▸ **WHAT TO WORK ON**
1. According to the Dana Bowman profile, at what combined speed did the two skydivers slam into each other?
2. Translate this sentence from the Dana Bowman profile into Spanish: "He was taken to a hospital in Phoenix where doctors closed his leg wounds and stopped his internal bleeding."
3. Retype the part of the Dana Bowman profile starting with "Travels From" and going on through "Arizona, in 1994.".

▸ **EXCERPT TO READ**
Dana Bowman

Retired Army Special Forces Sergeant First Class, Double Amputee and Sought-After Inspirational Speaker

In-Person Fee Range
$5,000 to $10,000
(Inquire for virtual fee)

Travels From
Texas, United States

Retired Army Special Forces Sergeant First Class, Double Amputee and Sought-After Inspirational Speaker

Dana Bowman has astounded the nation and the world with his drive, determination, and will to succeed. He is a retired Sergeant First Class with the U.S. Army where he was a Special Forces Soldier and a member of the U.S. Army’s elite parachute team, the Golden Knights. Dana Bowman is a double amputee. He lost his legs in an accident during the annual Golden Knights training in Yuma, Arizona, in 1994.


On February 6,1994, Bowman gained worldwide attention when he and his teammate Sgt. Jose Aguillon collided in midair during the team’s annual training. Bowman and Aguillon were practicing a maneuver known as the Diamond Track. The maneuver calls for the jumpers to streak away from each other for about a mile and then turn 180 degrees and fly back toward each other crisscrossing in the sky. Bowman and Aguillon had demonstrated the Diamond Track more than fifty times without a mistake, but this time was different.

Double Amputee

Rather than crisscrossing, the two skydivers slammed into each other at a combined speed of 300 miles per hour. Aguillon died instantly. Bowman’s legs were severed from his body, one above the knee and one below the knee. Bowman’s parachute opened on impact. He was taken to a hospital in Phoenix where doctors closed his leg wounds and stopped his internal bleeding.

▸ **GIVEN DATA**
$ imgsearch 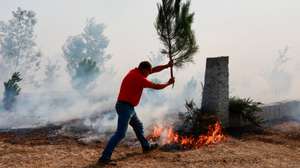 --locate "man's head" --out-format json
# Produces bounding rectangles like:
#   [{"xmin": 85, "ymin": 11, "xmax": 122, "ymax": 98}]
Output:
[{"xmin": 138, "ymin": 61, "xmax": 152, "ymax": 77}]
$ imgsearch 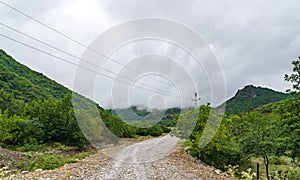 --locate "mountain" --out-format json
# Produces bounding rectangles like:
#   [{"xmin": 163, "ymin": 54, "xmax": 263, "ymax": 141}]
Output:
[
  {"xmin": 0, "ymin": 50, "xmax": 168, "ymax": 148},
  {"xmin": 226, "ymin": 85, "xmax": 289, "ymax": 114},
  {"xmin": 0, "ymin": 49, "xmax": 71, "ymax": 102}
]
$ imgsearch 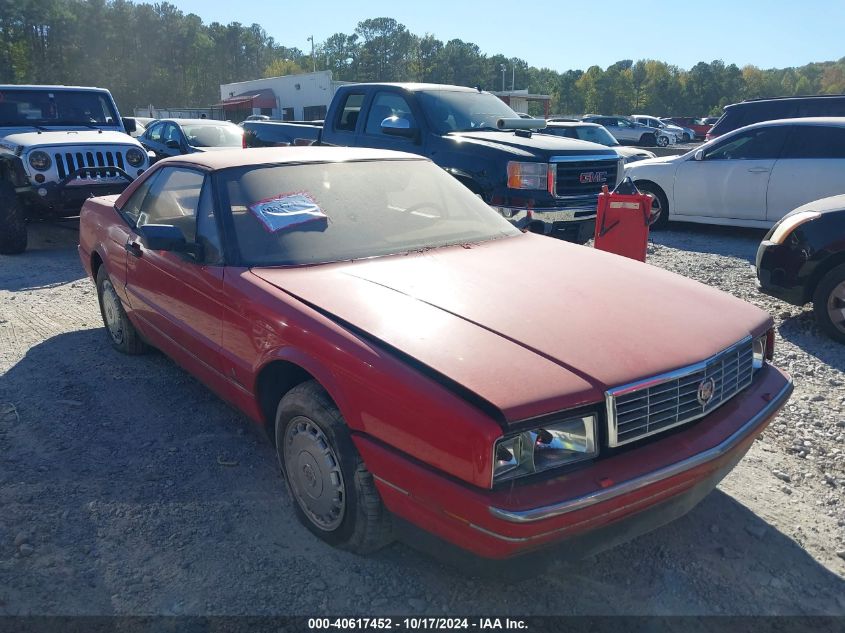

▸ **ANSWERS BY ITEM NUMBER**
1. 300 miles per hour.

2. Lo llevaron a un hospital en Phoenix, donde los médicos le cerraron las heridas de las piernas y le detuvieron la hemorragia interna.

3.
Travels From
Texas, United States

Retired Army Special Forces Sergeant First Class, Double Amputee and Sought-After Inspirational Speaker

Dana Bowman has astounded the nation and the world with his drive, determination, and will to succeed. He is a retired Sergeant First Class with the U.S. Army where he was a Special Forces Soldier and a member of the U.S. Army’s elite parachute team, the Golden Knights. Dana Bowman is a double amputee. He lost his legs in an accident during the annual Golden Knights training in Yuma, Arizona, in 1994.